• [What is needed]: Rewrite the records below, starting at the line that contains "Reviewer note: check that each instance of the wristwatch" and continuing through the end of the records, keeping every request line but multiplying each answer coordinate by 1.8 and rounding to the nearest whole number, with halves rounded up. Leave the numbers in the requests and their format samples as they are.

Labeled-object pointing entries:
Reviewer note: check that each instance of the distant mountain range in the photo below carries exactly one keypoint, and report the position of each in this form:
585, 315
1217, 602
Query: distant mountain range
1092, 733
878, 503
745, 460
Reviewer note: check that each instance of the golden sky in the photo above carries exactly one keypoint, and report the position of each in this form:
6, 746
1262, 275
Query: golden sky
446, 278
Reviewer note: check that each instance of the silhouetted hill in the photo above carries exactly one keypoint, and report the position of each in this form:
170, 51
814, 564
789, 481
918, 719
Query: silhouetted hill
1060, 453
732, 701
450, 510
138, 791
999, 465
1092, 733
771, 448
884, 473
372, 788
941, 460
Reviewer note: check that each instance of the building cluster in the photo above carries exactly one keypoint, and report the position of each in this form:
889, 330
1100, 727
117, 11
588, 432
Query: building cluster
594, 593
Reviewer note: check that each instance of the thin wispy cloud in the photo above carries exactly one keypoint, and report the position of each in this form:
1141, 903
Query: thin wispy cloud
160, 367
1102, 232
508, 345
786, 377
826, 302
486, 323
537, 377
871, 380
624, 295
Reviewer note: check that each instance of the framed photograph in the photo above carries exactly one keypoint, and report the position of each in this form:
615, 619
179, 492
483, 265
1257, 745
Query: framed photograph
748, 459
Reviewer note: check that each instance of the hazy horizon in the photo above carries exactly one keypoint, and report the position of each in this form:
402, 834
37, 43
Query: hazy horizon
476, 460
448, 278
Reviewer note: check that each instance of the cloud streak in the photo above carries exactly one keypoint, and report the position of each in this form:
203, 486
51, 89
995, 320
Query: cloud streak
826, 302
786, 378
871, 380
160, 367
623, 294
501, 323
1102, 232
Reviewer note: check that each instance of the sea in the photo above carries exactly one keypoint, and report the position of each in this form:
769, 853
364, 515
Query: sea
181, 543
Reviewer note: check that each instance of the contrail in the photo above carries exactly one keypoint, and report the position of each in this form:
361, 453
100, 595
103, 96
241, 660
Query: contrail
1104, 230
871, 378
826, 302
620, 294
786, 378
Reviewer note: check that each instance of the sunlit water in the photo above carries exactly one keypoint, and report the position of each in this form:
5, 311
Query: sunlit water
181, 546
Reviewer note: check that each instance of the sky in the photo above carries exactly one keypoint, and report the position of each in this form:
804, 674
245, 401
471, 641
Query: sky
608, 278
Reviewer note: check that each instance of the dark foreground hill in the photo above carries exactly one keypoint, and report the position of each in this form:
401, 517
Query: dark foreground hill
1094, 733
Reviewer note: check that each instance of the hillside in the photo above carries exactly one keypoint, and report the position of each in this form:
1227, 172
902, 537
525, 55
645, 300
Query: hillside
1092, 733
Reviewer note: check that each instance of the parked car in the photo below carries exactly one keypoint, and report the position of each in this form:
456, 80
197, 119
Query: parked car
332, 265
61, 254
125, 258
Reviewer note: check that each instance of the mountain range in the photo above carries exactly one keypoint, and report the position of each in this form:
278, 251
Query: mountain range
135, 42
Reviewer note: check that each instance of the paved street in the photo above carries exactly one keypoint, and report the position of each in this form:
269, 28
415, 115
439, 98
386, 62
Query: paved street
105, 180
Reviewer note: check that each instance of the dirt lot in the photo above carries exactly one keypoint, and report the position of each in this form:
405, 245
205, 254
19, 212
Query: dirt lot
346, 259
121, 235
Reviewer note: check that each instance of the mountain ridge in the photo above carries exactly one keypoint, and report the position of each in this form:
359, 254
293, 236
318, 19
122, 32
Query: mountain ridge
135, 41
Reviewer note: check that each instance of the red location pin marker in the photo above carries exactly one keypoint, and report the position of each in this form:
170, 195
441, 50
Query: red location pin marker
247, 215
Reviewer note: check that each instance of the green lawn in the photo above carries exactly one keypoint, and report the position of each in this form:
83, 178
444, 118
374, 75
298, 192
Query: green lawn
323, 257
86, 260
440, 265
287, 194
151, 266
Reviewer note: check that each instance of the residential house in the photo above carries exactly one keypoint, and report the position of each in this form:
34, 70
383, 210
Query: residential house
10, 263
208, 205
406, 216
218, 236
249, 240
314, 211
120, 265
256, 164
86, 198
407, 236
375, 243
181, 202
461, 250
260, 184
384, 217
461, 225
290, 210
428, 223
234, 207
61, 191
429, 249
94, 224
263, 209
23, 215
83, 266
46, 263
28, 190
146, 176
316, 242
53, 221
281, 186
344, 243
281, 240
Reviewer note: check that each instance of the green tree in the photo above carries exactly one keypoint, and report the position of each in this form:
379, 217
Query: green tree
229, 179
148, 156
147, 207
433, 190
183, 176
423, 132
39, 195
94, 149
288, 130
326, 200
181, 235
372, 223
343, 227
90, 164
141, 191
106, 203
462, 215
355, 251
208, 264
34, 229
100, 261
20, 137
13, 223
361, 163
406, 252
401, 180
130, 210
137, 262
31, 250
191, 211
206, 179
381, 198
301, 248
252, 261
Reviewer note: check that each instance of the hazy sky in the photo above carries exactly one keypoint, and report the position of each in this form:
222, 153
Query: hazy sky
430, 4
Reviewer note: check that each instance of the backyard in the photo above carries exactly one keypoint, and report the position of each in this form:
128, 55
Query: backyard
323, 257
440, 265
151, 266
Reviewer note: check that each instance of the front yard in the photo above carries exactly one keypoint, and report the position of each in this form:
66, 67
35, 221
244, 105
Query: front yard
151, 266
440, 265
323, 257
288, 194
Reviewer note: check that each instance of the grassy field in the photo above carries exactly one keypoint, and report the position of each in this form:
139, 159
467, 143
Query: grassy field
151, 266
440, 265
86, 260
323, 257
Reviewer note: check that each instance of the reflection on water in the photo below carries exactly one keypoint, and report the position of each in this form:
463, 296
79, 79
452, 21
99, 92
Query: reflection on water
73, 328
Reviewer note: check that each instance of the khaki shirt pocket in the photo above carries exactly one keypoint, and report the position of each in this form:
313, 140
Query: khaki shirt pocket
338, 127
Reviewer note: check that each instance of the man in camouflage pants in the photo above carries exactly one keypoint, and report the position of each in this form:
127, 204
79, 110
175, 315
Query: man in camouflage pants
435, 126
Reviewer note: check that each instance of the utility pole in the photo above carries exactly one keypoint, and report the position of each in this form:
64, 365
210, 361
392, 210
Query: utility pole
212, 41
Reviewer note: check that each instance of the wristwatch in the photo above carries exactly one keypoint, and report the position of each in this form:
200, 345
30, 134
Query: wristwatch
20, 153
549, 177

• [Answer to this exercise]:
Reviewer note: check that each instance of the wristwatch in the photo above carries exactly one keypoint, and report the position of each in this form:
200, 345
30, 134
Query: wristwatch
36, 275
988, 319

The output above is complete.